*PASSAGE SHOWN*.
But let me tell you a concept.

let A be a linked list .

now when i do Node c = A.next

this mean c is point A next element right.

Now if i make c=null.

then A.next will also become null.

This is the concept of reference variables.

Meaning if you simply do c=a .then both c and a will point to same linked lint object.

now if you want to make a copy of a to c .you have to make new node and vopy elemnts of c to a .

Now.coming to the question posted here.

you can do two things basically.

either only change the value of linked listelements by swapping. or swap the nodes.

both should ideally work .

the problems with your code are- Here’s a simple breakdown of the errors in your code:

  1. Wrong use of the reverseList function:

You're trying to swap pairs, but you're using a recursive list reversal function. This isn't needed since you just want to swap two nodes, not reverse an entire section.

  1. counter++ issue in reverseList:

counter++ is post-increment, meaning it increases the value after it's used in the recursive call, which prevents the stopping condition from working properly.

*WORK TO COMPLETE*.
A - List every assignment statement that the linked-list forum post writes out in code form.
B - Reproduce verbatim the part of the linked-list forum post that lies between "let A be a linked" and "also become null.", inclusive.
The listing is not required for any of this work.

Location identification listing
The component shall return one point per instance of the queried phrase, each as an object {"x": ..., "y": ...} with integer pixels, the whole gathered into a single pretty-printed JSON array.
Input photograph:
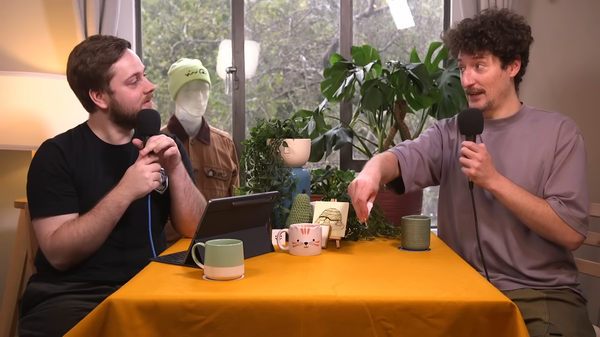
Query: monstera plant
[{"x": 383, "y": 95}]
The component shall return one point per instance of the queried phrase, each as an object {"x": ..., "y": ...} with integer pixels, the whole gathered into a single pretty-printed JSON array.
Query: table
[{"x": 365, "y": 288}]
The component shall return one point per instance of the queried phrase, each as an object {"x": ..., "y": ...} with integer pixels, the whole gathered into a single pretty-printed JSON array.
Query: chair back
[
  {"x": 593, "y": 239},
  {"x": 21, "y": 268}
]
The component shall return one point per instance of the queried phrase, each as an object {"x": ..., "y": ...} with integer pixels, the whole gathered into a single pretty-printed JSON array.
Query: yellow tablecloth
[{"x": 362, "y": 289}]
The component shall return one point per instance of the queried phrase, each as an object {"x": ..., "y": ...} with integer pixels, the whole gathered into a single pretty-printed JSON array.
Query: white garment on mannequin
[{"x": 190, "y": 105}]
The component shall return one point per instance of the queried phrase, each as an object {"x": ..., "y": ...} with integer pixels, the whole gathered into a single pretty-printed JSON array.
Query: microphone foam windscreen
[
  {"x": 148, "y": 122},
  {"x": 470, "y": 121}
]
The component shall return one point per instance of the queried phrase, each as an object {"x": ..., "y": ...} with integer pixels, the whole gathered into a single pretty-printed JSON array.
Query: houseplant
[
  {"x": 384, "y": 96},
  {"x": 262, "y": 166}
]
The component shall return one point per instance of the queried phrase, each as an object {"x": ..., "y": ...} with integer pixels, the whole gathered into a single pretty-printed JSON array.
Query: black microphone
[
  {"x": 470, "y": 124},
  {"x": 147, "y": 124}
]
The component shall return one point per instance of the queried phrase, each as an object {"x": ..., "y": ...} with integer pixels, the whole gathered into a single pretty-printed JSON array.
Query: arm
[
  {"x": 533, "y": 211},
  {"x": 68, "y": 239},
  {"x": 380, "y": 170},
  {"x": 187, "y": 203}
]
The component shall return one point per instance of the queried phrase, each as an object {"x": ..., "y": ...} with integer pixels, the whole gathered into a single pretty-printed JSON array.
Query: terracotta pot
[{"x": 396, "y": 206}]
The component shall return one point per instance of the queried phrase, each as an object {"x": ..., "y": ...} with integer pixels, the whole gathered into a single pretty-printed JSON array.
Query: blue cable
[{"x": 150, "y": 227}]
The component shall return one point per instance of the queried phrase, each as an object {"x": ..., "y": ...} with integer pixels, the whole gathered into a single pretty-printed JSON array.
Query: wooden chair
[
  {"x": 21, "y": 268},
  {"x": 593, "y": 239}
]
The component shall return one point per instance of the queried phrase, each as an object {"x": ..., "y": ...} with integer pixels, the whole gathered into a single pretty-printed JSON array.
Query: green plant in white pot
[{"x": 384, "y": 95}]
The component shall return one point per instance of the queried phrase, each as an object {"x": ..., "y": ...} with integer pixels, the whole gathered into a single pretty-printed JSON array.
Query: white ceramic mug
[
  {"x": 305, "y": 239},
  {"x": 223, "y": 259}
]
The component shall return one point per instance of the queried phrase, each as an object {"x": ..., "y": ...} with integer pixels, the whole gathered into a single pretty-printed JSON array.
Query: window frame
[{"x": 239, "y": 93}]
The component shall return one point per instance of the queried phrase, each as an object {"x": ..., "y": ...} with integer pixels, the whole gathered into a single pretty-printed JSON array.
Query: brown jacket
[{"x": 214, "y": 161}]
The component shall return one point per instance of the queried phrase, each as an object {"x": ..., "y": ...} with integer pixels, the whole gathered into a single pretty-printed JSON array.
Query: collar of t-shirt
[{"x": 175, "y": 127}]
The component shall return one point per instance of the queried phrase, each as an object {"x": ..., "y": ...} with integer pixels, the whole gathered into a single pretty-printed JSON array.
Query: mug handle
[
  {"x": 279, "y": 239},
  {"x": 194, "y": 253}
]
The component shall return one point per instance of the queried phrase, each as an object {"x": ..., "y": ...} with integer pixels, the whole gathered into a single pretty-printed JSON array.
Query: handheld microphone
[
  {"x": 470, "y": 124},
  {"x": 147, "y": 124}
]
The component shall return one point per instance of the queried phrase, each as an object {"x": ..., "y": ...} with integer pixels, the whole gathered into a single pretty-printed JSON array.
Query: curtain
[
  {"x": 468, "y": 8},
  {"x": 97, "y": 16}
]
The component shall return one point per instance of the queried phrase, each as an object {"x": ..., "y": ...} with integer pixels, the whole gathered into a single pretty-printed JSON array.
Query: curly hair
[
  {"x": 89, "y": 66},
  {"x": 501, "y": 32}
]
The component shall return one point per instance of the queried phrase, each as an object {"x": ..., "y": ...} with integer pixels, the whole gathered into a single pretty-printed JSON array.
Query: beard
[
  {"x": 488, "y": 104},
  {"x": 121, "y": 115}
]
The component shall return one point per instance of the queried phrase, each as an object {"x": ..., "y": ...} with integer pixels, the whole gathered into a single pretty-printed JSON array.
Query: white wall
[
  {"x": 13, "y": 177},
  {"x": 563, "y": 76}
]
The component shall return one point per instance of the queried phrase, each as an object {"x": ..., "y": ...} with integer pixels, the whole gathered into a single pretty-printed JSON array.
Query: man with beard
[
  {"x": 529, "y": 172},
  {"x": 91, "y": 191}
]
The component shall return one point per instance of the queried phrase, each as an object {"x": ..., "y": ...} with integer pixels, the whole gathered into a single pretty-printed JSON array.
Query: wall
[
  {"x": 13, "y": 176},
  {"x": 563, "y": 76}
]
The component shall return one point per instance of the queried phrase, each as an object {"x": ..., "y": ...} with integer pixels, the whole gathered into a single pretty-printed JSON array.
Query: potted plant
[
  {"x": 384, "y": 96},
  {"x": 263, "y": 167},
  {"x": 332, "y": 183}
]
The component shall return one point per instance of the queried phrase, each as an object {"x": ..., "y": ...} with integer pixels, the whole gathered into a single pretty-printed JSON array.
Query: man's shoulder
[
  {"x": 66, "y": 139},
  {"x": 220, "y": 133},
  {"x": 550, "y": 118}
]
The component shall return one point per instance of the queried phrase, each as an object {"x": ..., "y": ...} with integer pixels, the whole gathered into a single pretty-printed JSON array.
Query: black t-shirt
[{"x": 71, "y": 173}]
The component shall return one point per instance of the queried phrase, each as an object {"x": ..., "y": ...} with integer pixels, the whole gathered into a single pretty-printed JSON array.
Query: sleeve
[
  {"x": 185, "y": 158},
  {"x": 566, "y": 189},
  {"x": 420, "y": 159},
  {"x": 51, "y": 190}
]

*OUTPUTS FOR THE TASKS*.
A -
Node c = A.next
c=null
c=a

B -
let A be a linked list .

now when i do Node c = A.next

this mean c is point A next element right.

Now if i make c=null.

then A.next will also become null.